_Excerpt provided:_
○ ○ ○ ○ ○ ○ ○
You may have heard or read warnings about possible damage to young boy’s genitals after having parts of their anatomy caught in mesh swim trunks. In some cases attempts to remove the shorts has resulted in injuries that cause substantial bleeding and even a trip to the hospital.
Is This a Hoax?
No, it is not a hoax. Although the overall percentage of occurrences is relatively low, minor to severe pain and bleeding has been caused by swim trunk mesh in hundreds of cases. There are some indications that boys living in the USA may be more prone to incidents occurring, as the mesh has larger holes and comes in much closer contact with the genitals than some types of swim trunks in other countries.
What Are Swim Trunks?
Swim trunks (or shorts) are commonly used in some countries for swimming. Some types have a set of mesh underwear which are sewn into the lining of the shorts. The mesh is made of polyester and contains holes that range in size from barely noticeable to small or medium.
Why & How the Foreskin Gets Caught
Although the mesh holes may look small, it’s easy for genitals to be pushed up against the mesh and then mold to the shape of the holes – just like sitting on a grate or hammock. This wouldn’t normally be an issue, but when exposed to water, certain parts of the male anatomy swell. Once swollen, areas of the skin that may normally have no issue with mesh, will remain caught due to being too swollen to pull back through the holes. This results in being caught on the mesh and can be quite painful for the boy, especially if his swim trunks are removed.
Does this Only Happen to Intact (Uncircumcised) Boys?
No, there is no indication that circumcised boys are not at risk; in fact a reasonable portion of incidents happen to boys who are circumcised. Some circumcised boys also report discomfort from the glans of the penis (usually covered in intact boys) being pushed against the mesh.
○ ○ ○ ○ ○ ○ ○
Saved data entries
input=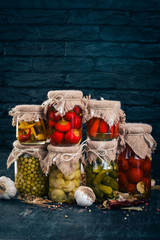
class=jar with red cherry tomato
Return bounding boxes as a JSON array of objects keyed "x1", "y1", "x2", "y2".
[
  {"x1": 44, "y1": 91, "x2": 83, "y2": 146},
  {"x1": 117, "y1": 123, "x2": 156, "y2": 199},
  {"x1": 85, "y1": 99, "x2": 124, "y2": 141}
]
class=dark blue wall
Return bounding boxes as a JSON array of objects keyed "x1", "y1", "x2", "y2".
[{"x1": 0, "y1": 0, "x2": 160, "y2": 176}]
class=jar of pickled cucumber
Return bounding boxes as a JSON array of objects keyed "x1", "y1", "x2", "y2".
[
  {"x1": 43, "y1": 91, "x2": 83, "y2": 146},
  {"x1": 84, "y1": 99, "x2": 125, "y2": 141},
  {"x1": 117, "y1": 123, "x2": 156, "y2": 199},
  {"x1": 85, "y1": 140, "x2": 118, "y2": 202},
  {"x1": 42, "y1": 144, "x2": 82, "y2": 203},
  {"x1": 9, "y1": 105, "x2": 47, "y2": 145},
  {"x1": 7, "y1": 141, "x2": 48, "y2": 197}
]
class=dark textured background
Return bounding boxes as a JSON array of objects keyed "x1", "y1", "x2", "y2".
[{"x1": 0, "y1": 0, "x2": 160, "y2": 178}]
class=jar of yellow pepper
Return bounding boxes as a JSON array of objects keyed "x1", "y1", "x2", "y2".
[
  {"x1": 9, "y1": 105, "x2": 47, "y2": 144},
  {"x1": 84, "y1": 139, "x2": 118, "y2": 202},
  {"x1": 42, "y1": 144, "x2": 82, "y2": 203}
]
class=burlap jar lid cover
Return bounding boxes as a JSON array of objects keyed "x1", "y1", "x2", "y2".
[
  {"x1": 84, "y1": 98, "x2": 125, "y2": 126},
  {"x1": 42, "y1": 144, "x2": 82, "y2": 176},
  {"x1": 42, "y1": 90, "x2": 84, "y2": 116},
  {"x1": 85, "y1": 139, "x2": 117, "y2": 164},
  {"x1": 9, "y1": 105, "x2": 45, "y2": 126},
  {"x1": 7, "y1": 140, "x2": 48, "y2": 168},
  {"x1": 118, "y1": 123, "x2": 157, "y2": 159}
]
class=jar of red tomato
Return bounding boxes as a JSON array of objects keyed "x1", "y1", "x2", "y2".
[
  {"x1": 9, "y1": 105, "x2": 47, "y2": 145},
  {"x1": 85, "y1": 99, "x2": 125, "y2": 141},
  {"x1": 117, "y1": 123, "x2": 156, "y2": 199},
  {"x1": 43, "y1": 91, "x2": 83, "y2": 146}
]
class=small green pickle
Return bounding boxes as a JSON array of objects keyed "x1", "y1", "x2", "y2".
[
  {"x1": 15, "y1": 154, "x2": 48, "y2": 197},
  {"x1": 85, "y1": 158, "x2": 118, "y2": 202}
]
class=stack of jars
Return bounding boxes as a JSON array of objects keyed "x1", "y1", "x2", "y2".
[
  {"x1": 85, "y1": 99, "x2": 125, "y2": 202},
  {"x1": 7, "y1": 91, "x2": 156, "y2": 202},
  {"x1": 42, "y1": 91, "x2": 83, "y2": 202},
  {"x1": 7, "y1": 105, "x2": 48, "y2": 197},
  {"x1": 7, "y1": 91, "x2": 83, "y2": 202}
]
○ ○ ○ ○ ○ ○ ○
_Exercise instructions:_ Pick up the article on swim trunk mesh injuries where it ends and write its next part.

_Result of the task:_
How To Deal With the Issue If It Happens
The best step to avoid this happening is to cut the mesh underwear out of swim shorts or have the boy wear underwear underneath the shorts. However, if this happens to your son or someone else you know, the best thing to do is be patient.
Although the genitals swell when exposed to water, they will shrink again when left alone to dry. Don’t try and tug or pull on the shorts but have the boy leave the water and wait for him to dry out – with some waiting, it will be easy to remove the shorts with no complications.
Note: All current research indicates that circumcision has short and long term risks for men, involving keratinisation, scarring, reduced sexual sensation and impotence. If a boy is intact (uncircumcised) one of the most dangerous and painful things to do is retract the foreskin before he is ready to do it himself. The average foreskin does not retract until age 10.5 and some boys do not experience retraction till mid puberty.
If intact, don’t retract. Only clean what is seen. Even if a medical professional disagrees!